### INPUT

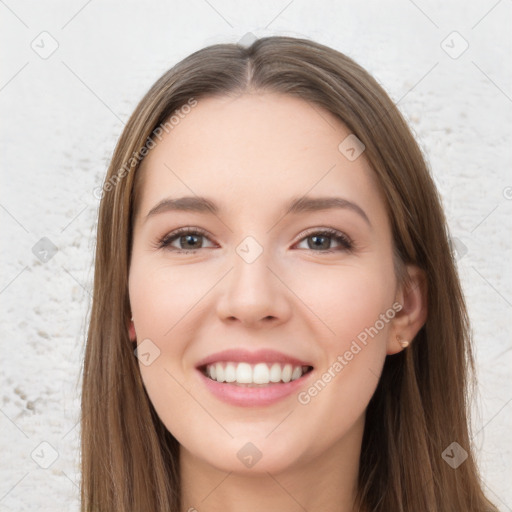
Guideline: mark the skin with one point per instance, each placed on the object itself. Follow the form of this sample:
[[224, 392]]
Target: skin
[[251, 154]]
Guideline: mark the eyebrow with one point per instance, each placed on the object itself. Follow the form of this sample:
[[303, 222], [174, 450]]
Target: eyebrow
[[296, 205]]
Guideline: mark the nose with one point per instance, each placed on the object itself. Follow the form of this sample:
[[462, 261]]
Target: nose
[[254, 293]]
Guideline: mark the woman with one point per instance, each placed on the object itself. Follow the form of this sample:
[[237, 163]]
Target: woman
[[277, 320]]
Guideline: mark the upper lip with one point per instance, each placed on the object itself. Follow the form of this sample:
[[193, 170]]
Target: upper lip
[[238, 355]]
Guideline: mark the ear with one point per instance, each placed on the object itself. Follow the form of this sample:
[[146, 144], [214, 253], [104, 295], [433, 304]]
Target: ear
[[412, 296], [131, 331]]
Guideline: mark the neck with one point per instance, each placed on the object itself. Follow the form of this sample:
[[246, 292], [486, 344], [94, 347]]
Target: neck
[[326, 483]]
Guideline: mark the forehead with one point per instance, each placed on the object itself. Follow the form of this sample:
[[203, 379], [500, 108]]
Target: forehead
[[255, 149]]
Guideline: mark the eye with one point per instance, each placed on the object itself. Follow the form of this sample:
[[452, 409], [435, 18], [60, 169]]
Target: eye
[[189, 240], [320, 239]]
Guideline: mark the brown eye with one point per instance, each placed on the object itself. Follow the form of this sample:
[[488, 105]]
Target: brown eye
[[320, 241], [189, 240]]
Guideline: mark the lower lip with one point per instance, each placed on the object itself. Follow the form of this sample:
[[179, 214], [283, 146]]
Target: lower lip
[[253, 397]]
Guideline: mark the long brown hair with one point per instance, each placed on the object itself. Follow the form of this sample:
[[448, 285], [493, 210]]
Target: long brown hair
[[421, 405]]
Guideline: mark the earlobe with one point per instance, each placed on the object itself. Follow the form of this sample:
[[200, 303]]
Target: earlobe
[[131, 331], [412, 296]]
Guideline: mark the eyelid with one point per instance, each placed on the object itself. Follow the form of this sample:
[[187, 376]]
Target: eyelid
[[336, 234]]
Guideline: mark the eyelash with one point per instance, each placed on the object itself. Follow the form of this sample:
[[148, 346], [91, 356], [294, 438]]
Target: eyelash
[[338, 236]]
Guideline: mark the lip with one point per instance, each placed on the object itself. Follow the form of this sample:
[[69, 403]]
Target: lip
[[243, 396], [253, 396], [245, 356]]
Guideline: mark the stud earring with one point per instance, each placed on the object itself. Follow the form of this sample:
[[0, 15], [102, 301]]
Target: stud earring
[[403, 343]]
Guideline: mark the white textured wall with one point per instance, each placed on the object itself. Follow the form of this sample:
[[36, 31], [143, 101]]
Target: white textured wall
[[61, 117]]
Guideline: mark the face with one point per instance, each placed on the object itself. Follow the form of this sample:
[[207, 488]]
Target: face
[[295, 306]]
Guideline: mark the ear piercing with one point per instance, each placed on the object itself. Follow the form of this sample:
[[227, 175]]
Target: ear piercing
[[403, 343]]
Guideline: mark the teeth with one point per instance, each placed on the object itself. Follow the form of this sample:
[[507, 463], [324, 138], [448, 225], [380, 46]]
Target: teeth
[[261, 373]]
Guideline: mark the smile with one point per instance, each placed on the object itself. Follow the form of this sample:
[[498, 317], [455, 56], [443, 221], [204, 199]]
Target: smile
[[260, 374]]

### WHAT TO PRODUCE
Omit all pictures while transcribing the entries verbatim.

### EXERCISE OUTPUT
Guideline: mark the skin with one point per instance, each placed on the object itself. Follow the form of this sample:
[[224, 392]]
Target: skin
[[251, 154]]
Guideline: mark the eyebrow with one point per instance, each placed on the object itself. Follow the form of this sample:
[[303, 222], [174, 450]]
Target: eyebrow
[[296, 205]]
Guideline: mark the nose with one point per instance, each placed on the object itself. Follow the form of this sample:
[[462, 261]]
Target: nose
[[254, 293]]
Guideline: mark the woman with one point per instance, each placed on the object itself. Follow the form of this sample:
[[237, 163]]
Target: woman
[[277, 320]]
Guideline: mark the upper lip with one point per instance, each placed on the object itself. Follow the form of this sample:
[[193, 170]]
Target: upper lip
[[238, 355]]
Guideline: mark the ear with one point per instance, each placed on the object itself. Follow the form of this sample:
[[146, 144], [214, 253], [104, 295], [433, 304]]
Target: ear
[[412, 296], [131, 331]]
Guideline: mark the neck with one point per instance, each placed on the object itself. Follow the form of this sample:
[[246, 292], [486, 344], [94, 347]]
Target: neck
[[326, 483]]
Guideline: mark the forehead with one point per instance, each placed on the object itself. Follow the form of this sample:
[[203, 379], [500, 108]]
Target: forehead
[[255, 149]]
Guideline: mark the eye with one point per instance, each placed on the object itself. Follow the form of this sample:
[[452, 409], [435, 18], [60, 169]]
Target: eye
[[189, 240], [320, 239]]
Guideline: mark the brown eye with one point per instance, each placed on the object itself. Follow the form of this sample:
[[488, 105]]
Target: brown eye
[[320, 241], [189, 240]]
Guideline: mark the lower lip with one point per instance, each placed on the object itself. Follow the form of this sample:
[[179, 214], [283, 146]]
Target: lower lip
[[253, 397]]
Guideline: mark the long brown hair with one point per instance, each placed on the object itself. Follow the form of this sample:
[[448, 285], [493, 210]]
Target: long brown hair
[[421, 405]]
Guideline: mark the earlobe with one point per instance, each placed on the object itself. Follow the form of this sample:
[[200, 303]]
Target: earlobe
[[131, 331], [412, 296]]
Guideline: mark the eyelid with one point per instance, each placed on the object itself. Follow the form of this sample:
[[187, 376]]
Target: eyelid
[[336, 234]]
Guideline: mark the eyelash with one point per instance, each placed on the object itself. Follow the form of this sample:
[[148, 346], [91, 356], [294, 438]]
Target: eyelash
[[338, 236]]
Guideline: mark the lip with one point per instance, each placed on the object itself. Follow the form of this sample:
[[69, 403]]
Target: lip
[[243, 396], [253, 396], [245, 356]]
Guideline: mark the stud earring with one point per instance, each placed on the object itself. Follow the form of this sample:
[[0, 15], [102, 301]]
Target: stud earring
[[403, 343]]
Guideline: mark the white textured wall with one point per instance, each placed on the object itself. Follow the form of this sample:
[[36, 31], [143, 101]]
Target: white textured wall
[[61, 117]]
Guideline: mark the face with one point per instance, each placed on the object itself. Follow the form of this sample:
[[207, 488]]
Target: face
[[295, 306]]
Guideline: mark the ear piercing with one point per instance, each placed on the object itself. Follow the form of this sample:
[[227, 175]]
Target: ear piercing
[[403, 343]]
Guideline: mark the teeth with one point per instance, each placed on the object itself. Follow the form of this sample:
[[507, 463], [324, 138], [448, 225], [380, 46]]
Target: teeth
[[261, 373]]
Guideline: mark the smile with one point per instance, each placed on the object itself. Follow the form of this sample:
[[498, 317], [455, 56], [443, 221], [204, 199]]
Target: smile
[[260, 374]]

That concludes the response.